*Passage to read*
Thursday, Nov 16, 2023, 6.30 pm – 8 pm
Prompted by the brutal killing of George Floyd and others, Pallavi Paul shot the film The Blind Rabbit (2021, 43 min.) which explores the history of systemic abuse of power and police violence in the 1970s in her home nation of India. A range of historical events – the state of emergency called by Prime Minister Indira Gandhi from 1975 to 1977, the anti-Sikh riots of 1984, and the police assault on students at Jamia Millia Islamia in 2019 – are interwoven using allegorical means. The fictional narration here supplements the missing historical sources, thereby recognizing the complexity of multiple truths.
Pallavi Paul’s artistic practice, comprising film as well as installation, text, photography, and performance, is based on her academic research in Film Studies at Jawaharlal Nehru University in Delhi from where she holds a doctorate.

*Directions*
#1 In the passage about The Blind Rabbit, which university awarded Pallavi Paul her doctorate?
#2 Continue the passage about The Blind Rabbit, picking up after its final sentence.

*Provided information*
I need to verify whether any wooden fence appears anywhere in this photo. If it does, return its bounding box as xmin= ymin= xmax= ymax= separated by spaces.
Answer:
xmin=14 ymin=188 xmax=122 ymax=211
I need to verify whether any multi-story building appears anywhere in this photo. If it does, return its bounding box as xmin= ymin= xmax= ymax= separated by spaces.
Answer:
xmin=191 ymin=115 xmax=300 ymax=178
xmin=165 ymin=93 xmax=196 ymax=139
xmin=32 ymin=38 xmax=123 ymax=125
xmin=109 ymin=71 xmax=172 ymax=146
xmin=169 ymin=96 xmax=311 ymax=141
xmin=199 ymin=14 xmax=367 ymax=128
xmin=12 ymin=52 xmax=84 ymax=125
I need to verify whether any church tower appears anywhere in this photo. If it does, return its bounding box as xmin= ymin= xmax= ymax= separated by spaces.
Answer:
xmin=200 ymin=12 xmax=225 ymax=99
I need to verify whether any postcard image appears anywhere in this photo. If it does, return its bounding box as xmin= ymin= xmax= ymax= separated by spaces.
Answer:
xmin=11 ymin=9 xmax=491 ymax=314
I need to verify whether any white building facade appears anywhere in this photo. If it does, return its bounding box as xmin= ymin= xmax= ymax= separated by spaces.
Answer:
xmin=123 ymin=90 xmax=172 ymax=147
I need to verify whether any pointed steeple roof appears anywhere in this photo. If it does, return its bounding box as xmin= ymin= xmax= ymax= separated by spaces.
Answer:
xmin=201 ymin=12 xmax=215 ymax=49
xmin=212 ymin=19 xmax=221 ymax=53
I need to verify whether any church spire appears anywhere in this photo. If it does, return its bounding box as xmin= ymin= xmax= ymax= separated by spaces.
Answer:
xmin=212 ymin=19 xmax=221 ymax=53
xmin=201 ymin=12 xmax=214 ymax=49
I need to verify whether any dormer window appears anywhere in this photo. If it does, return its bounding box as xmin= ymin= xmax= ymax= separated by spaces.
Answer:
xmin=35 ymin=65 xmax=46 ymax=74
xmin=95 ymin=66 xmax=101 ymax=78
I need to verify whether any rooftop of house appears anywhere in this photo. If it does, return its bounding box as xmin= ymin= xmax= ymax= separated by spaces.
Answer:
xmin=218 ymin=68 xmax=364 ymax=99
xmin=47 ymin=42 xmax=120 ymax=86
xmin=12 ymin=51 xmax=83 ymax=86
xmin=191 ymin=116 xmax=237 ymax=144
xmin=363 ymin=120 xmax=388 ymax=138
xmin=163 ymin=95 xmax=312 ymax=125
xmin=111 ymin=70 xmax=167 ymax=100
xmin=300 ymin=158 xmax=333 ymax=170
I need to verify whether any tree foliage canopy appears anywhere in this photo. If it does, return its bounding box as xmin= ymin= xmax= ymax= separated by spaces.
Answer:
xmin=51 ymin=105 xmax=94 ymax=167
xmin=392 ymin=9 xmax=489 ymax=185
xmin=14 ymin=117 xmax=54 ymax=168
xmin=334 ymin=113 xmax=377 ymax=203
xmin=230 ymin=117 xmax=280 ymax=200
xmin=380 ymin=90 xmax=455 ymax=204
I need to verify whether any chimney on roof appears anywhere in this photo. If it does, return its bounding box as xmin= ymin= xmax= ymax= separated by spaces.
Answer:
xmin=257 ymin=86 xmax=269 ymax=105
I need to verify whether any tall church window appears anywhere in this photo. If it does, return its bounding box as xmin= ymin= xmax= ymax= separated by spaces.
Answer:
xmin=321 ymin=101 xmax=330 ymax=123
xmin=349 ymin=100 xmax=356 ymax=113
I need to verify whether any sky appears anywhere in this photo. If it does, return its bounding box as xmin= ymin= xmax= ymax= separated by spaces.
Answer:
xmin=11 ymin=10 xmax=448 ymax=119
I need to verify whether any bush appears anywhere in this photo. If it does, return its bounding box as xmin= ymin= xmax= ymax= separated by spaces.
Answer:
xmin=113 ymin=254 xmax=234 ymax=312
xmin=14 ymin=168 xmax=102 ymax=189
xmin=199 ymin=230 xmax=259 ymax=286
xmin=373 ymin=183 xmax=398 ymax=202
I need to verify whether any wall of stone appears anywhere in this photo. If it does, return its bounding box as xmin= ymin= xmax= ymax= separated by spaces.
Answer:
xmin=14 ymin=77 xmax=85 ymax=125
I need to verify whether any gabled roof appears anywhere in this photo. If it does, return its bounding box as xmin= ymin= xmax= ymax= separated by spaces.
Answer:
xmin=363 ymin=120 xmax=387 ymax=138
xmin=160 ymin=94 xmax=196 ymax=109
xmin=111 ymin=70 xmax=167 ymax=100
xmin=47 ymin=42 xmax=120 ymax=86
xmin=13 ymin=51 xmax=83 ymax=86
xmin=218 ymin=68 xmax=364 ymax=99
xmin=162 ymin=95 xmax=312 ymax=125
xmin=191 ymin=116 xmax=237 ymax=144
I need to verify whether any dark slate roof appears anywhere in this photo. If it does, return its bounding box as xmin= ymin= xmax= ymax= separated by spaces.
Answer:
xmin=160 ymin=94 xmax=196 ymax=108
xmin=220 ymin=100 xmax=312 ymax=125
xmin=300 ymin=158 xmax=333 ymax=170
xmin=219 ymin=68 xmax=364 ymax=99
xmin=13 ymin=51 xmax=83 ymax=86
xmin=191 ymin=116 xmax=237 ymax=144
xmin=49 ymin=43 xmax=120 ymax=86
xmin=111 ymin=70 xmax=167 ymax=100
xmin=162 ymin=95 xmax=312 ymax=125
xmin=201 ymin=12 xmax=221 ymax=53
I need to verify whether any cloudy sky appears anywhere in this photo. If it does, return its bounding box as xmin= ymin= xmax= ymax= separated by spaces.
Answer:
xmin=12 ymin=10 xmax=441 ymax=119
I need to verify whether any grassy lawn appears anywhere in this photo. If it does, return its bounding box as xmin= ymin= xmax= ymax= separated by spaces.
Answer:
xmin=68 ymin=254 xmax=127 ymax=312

*Per-task answers*
#1 Jawaharlal Nehru University in Delhi.

#2
Pallavi Paul (*1987 in New Delhi, lives and works in New Delhi and Berlin) works both as an artist and academic. She earned a PhD from the School of Arts and Aesthetics at Jawaharlal Nehru University in New Delhi. Her works have been exhibited at, amongst other venues, the Berlinische Galerie (2022, 2023), the Berlinale Forum Expanded (2022), SAVVY Contemporary in Berlin (2019, 2022), Colomboscope interdisciplinary arts festival in Sri Lanka (2021), International Film Festival Rotterdam (2020), AV Festival in Newcastle (2018, 2016), Beirut Art Center (2018), Contour Biennale in Mechelen (2017), the Rubin Museum of Art in New York (2019), as well as Tate Modern in London (2013). Currently, How Love Moves: Prelude is on show at the Martin Gropius Bau in Berlin where she is this year’s “artist in residence”.
Screening and subsequent artist talk
Host: Julia Schleis (Curator, Fridericianum)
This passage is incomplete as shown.